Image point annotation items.
════════════════
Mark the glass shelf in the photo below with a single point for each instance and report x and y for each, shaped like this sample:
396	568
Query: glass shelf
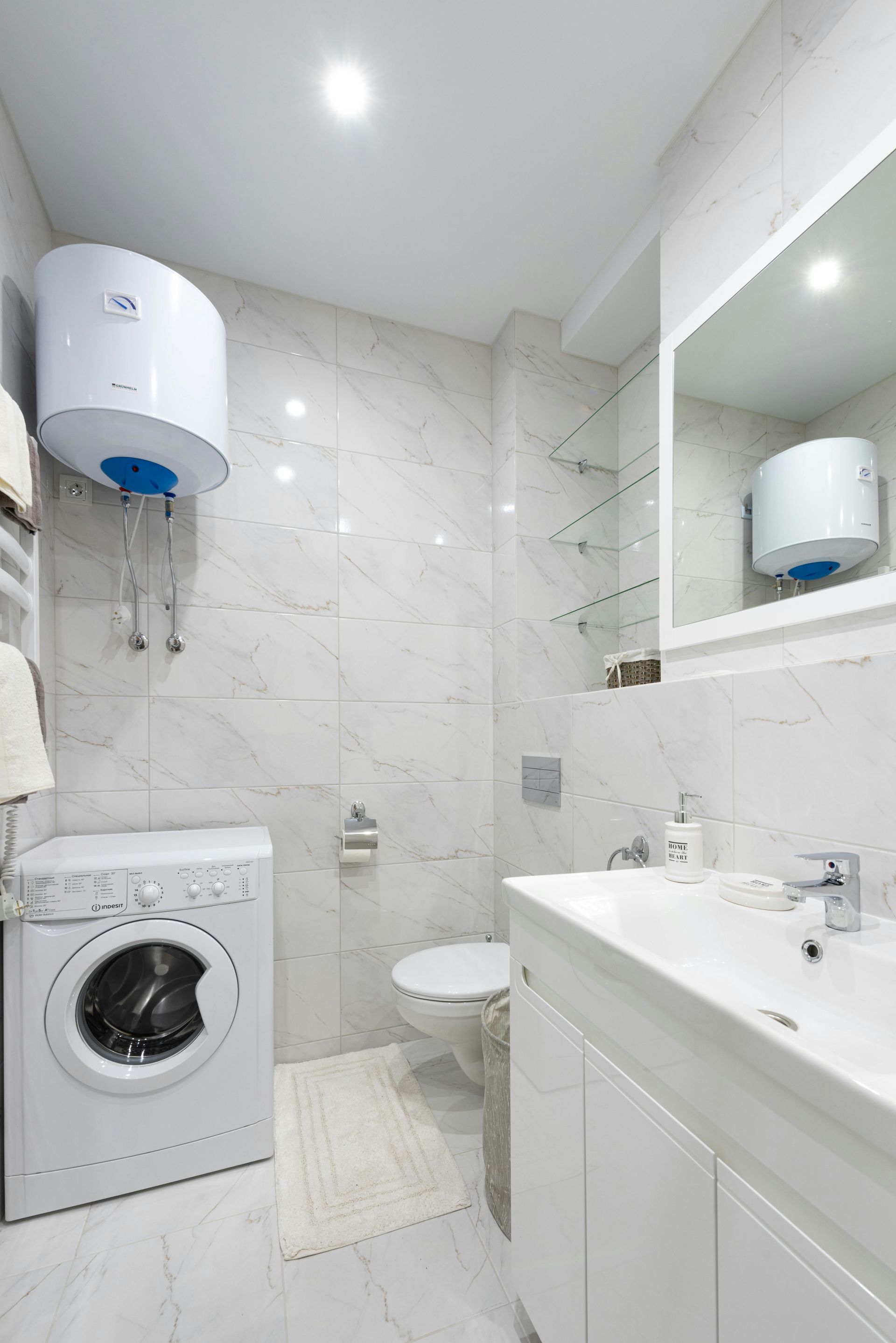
617	612
597	438
601	526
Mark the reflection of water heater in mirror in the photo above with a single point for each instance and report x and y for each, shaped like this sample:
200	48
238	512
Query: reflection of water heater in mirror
132	373
814	508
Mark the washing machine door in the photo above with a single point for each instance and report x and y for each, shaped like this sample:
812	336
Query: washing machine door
141	1006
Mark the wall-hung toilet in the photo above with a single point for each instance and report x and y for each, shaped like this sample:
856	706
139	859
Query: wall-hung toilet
442	991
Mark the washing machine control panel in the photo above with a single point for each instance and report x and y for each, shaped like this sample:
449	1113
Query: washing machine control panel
148	890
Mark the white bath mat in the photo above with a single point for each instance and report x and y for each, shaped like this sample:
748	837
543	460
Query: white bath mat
357	1152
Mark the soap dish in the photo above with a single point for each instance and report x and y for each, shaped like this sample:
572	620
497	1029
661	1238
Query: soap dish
743	888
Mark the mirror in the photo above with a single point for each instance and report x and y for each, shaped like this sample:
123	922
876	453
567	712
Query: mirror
784	457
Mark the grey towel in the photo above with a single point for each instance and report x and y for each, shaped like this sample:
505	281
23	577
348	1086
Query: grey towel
42	715
33	519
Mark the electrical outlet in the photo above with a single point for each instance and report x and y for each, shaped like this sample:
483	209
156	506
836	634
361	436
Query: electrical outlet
76	489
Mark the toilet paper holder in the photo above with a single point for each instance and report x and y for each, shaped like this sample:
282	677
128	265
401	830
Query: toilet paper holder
359	830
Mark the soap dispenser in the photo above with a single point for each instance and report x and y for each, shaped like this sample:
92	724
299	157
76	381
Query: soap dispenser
684	844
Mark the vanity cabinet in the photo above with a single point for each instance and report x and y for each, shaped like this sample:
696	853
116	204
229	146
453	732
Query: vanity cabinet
547	1166
651	1217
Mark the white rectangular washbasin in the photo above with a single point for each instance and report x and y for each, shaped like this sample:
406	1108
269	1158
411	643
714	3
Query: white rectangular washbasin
722	967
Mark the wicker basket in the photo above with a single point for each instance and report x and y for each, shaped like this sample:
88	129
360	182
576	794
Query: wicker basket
638	668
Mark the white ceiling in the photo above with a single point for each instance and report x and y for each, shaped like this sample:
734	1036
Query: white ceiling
510	147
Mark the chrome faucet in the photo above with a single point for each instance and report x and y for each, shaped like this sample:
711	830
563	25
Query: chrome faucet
839	887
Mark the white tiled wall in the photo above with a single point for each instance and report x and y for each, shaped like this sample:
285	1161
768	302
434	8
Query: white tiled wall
336	599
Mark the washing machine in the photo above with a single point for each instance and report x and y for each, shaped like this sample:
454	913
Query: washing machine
138	1014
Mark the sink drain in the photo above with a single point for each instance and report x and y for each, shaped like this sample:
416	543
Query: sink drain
780	1017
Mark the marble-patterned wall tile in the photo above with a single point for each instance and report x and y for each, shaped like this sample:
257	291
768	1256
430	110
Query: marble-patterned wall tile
812	745
504	584
553	577
395	903
548	411
598	828
274	481
422	664
557	660
535	836
422	743
281	395
248	566
736	210
305	914
538	351
774	853
402	501
271	317
245	654
805	25
738	98
504	679
644	743
231	743
503	423
553	495
92	653
303	821
426	823
103	743
103	813
504	503
379	345
305	999
412	422
398	581
839	100
503	354
89	550
532	727
369	1002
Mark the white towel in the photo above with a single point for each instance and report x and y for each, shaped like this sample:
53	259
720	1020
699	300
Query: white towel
23	760
15	460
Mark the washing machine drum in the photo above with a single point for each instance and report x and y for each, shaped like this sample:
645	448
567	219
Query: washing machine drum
141	1006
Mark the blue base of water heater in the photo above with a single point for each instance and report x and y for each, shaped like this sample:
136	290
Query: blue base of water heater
817	570
139	476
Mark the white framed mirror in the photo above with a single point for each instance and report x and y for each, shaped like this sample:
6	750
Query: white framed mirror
778	425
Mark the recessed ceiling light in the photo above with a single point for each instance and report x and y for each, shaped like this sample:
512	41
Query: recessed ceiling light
824	274
347	91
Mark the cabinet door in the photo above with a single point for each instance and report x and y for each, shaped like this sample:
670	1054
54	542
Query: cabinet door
777	1286
547	1165
651	1209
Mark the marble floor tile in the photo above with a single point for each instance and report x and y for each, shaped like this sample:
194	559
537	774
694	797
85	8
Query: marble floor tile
221	1280
394	1288
34	1243
28	1303
176	1208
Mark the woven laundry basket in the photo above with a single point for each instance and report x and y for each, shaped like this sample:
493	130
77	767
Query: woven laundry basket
637	667
496	1114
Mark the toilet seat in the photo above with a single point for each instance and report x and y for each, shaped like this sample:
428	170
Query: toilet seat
464	973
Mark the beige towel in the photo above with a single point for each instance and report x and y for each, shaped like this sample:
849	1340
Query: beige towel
15	458
23	760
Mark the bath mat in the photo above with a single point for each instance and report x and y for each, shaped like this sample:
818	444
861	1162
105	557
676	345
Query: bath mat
357	1152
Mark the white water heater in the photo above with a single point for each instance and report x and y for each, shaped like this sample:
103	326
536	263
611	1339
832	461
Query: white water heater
814	508
132	373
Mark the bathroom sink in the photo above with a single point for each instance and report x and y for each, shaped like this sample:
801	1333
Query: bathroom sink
738	978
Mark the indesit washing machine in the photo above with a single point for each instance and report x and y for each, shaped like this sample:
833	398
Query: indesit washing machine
138	1014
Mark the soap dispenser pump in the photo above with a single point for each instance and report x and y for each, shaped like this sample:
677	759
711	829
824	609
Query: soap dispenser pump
684	844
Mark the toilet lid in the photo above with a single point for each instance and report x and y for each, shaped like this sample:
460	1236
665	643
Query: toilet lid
460	973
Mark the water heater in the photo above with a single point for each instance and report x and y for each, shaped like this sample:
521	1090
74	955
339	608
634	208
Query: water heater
814	508
132	373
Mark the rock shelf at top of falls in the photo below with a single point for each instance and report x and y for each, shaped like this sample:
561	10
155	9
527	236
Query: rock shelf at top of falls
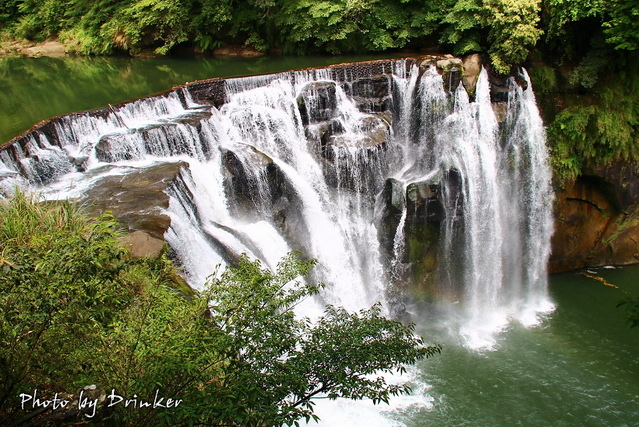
402	185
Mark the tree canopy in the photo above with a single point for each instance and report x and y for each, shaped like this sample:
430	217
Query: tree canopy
76	310
505	29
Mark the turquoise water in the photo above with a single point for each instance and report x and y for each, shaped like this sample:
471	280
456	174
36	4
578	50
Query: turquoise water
34	89
578	367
════════════════
Rescale the part of the items that opens with the line containing "Mark the turquoise" and closes at the end of the items, writing all of those lines out again with the requests included. Multiply every coordinate in the answers by 2.25 and round to whole numbers, halves up, leaving the requests and their sample numbers unchanged.

Result of this exercise.
Mark the turquoise water in the photo above with a single point for each instance and report x and y for each, shaped like this sample:
471	280
456	174
36	4
578	50
Query: turquoise water
77	200
1301	826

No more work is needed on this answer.